Extract
|---|

Notes: So far it’s been hard to find a good Antigua this year … of course it is early in the season but some of the better farms haven’t been shipping great stuff in their first lots. While the most high profile region from Guatemala, the anticipated quality seems a little lower in general sometimes. That doesnt mean there isn’t great Antigua coffee out there, it just means you have search harder to find it. Los Pastores is a large mill in Antigua that is known for its great quality, not just quantity. (In fact, they will be doing a special preparation for us of a Huehue. coffee later in the season! This is also the same mill where the Flor de Cafe Antigua is prepared.) Many of the Antiguas that come through are small farms that have to be consolidated with others to form shippable lots; the farms by themselves are just too small. Pastores does a good job of this, actually blending complimentary lots to achieve a particular cup profile, as a vintner would do. But still there are Antiguas from this and other mills that are a bit flat; you cannot buy coffee by the Antigua name and expect cup quality – those days are gone. Unfortunately, people do, and this has lead to a watering-down of the name and its corresponding cup quality. But this lot reference #6935 was really good. It is a balanced mid-range to bass-note cup, with a good chocolate tang in the roast taste, and a dominant licorice/anise flavor throughout the range. There are also floral aromatics, but they shift to the background as the roast darkens and are gone as the coffee is roasted into 2nd crack too much. The aromatics are still sweet, but (as is the character of Antigua) this is not a sweet cup in the mouth, rather tangy and bittersweet. I have 2 roast “interpretations” of this coffee I like (see below) and it is also great as the “aromatic” component of espresso blends in the 10-25 % range!

|---|

Data shown
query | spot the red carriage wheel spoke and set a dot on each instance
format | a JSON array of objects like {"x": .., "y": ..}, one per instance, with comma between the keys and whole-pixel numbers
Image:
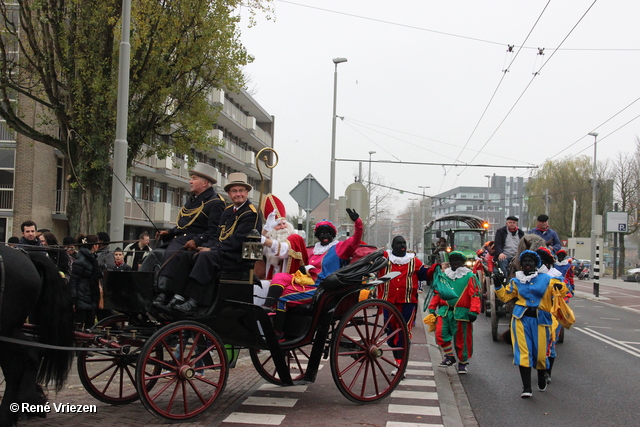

|---|

Exercise objective
In the coffee notes, what percentage range is recommended for this coffee when it is used as the aromatic component of espresso blends?

Correct result
10–25%